Filter the lines below and copy out in full each one that contains the string "screen".

* Begin ENTRIES SUPPLIED *

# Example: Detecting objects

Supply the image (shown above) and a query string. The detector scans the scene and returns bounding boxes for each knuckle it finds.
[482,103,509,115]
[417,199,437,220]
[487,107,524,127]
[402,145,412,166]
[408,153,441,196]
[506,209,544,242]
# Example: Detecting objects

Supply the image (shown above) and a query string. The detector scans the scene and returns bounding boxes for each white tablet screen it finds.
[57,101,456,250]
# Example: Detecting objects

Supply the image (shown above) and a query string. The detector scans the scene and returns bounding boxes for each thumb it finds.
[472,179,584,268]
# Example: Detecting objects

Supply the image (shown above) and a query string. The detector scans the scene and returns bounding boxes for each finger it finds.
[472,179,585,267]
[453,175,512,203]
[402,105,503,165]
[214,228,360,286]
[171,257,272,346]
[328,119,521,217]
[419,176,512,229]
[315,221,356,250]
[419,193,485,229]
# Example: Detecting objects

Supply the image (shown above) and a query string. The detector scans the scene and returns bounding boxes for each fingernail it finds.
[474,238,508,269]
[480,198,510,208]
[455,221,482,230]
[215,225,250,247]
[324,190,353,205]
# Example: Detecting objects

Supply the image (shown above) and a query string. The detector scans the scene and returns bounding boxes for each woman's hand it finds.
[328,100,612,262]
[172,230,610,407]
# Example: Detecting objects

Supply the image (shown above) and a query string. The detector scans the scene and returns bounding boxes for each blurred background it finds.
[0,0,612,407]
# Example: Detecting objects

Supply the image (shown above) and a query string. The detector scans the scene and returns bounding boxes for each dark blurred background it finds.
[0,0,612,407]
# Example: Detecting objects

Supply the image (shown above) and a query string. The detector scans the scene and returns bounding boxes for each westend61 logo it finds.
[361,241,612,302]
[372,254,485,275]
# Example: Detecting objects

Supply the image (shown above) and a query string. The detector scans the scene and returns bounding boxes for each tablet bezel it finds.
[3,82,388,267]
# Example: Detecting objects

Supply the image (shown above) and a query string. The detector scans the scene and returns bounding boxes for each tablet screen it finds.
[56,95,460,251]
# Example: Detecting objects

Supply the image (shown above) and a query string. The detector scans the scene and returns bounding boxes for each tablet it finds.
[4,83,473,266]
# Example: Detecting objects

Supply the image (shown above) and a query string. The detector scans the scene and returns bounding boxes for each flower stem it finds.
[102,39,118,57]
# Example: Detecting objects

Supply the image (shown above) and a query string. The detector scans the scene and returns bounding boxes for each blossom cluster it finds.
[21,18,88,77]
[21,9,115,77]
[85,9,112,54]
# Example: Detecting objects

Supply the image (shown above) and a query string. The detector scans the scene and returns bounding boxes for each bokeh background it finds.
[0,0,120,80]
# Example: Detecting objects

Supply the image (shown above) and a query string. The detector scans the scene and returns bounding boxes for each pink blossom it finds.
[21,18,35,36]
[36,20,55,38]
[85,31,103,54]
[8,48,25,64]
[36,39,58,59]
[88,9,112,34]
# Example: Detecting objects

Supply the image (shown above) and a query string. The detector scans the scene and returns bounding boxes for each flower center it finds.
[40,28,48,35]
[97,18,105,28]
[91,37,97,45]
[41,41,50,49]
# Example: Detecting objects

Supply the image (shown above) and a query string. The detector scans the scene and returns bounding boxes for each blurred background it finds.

* End ENTRIES SUPPLIED *

> **FINAL ANSWER**:
Supply the image (shown above) and a query string. The detector scans the scene and returns bounding boxes for each white tablet screen it finds.
Supply the image (shown above) and a query string. The detector scans the scene and returns bounding boxes for each tablet screen it finds.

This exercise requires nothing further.